I believe the Ki27 was most of their fighter claims.

http://www.warbirdforum.com/avgaces.htm


----------



## pbehn (Feb 20, 2015)

The horizontal speed of an A/C was an indicator of other properties. The spitfire and Me109/Fw190 were adversaries for most of WW2 improvements on both sides were expressed in maximum speed but also indicated improvements in rate of climb and turn. The dive performance is slightly different, however the plane that is the better diver reaches ground level sooner, if your adversary is faster in level flight what have you gained tactically. You have a faster adversary on your tail who is at a higher altitude.

Reactions: Like Like:
1 | Like List reactions


----------



## GregP (Feb 21, 2015)

Fully Concur, Biif. Energy was near the top, as well as the ability to generate it quickly when surprised.

[Data items]
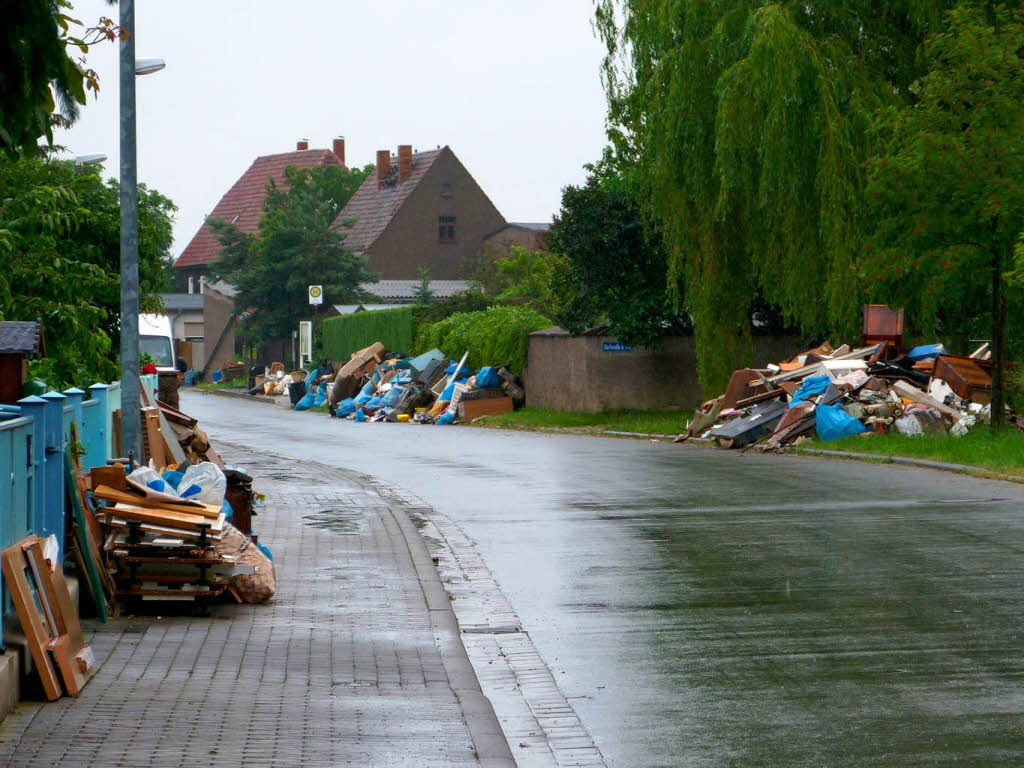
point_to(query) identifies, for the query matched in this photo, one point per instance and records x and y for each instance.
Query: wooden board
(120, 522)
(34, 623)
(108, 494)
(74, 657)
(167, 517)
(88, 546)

* * *

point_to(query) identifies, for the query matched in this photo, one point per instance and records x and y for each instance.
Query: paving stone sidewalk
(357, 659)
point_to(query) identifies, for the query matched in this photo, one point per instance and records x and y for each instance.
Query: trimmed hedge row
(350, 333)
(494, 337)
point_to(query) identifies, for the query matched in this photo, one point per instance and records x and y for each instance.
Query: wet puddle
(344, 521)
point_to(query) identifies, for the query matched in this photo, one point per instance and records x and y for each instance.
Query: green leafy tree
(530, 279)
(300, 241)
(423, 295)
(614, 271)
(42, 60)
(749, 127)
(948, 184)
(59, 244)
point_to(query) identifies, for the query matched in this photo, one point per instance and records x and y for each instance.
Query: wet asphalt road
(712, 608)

» **Directives**
1 > In the forum thread on fighter performance, what did improvements in maximum speed also indicate, according to pbehn?
2 > Continue the forum thread on fighter performance from the point where it stops.

» **Results by task**
1 > Improvements in rate of climb and turn.

2 >
As you probably expect, I disagree with Bill, at least somewhat. He says the same things he always says and they are at odds with WWII fighter pilots I have spoken with. Yes, they DID have high speed fights, but NO, it wasn't at 420 mph most of the time ... except by the attackers who were diving down from above. If they were climbing up, nowhere NEAR that speed. If they joined the dive and chased the attackers, the bombers were unccovered.

Let's say that Bill and I have talked with a lot of different people and have come away with diverse points of view. Yes, they DID sometimes fight just as he says but, no, it wasn't all that often from the guys I have spoken with. Obviously he spoke with different guys who had different experiences, and I can respect that and say I wish I had been at least a listener.

So, they DID fight very fast some times, but not all the time. Not suprisingly, almost all situational encounters that can be imagined happened at SOME time.

I am not saying and never HAVE said high speed fights didn't happen; they DID. I said they were NOT the rule. A great plane could fight at 280 mph and at 470 mph in a dive. So, also not surprisingly, I think that the ability to fight a medium and high speeds was high on the list.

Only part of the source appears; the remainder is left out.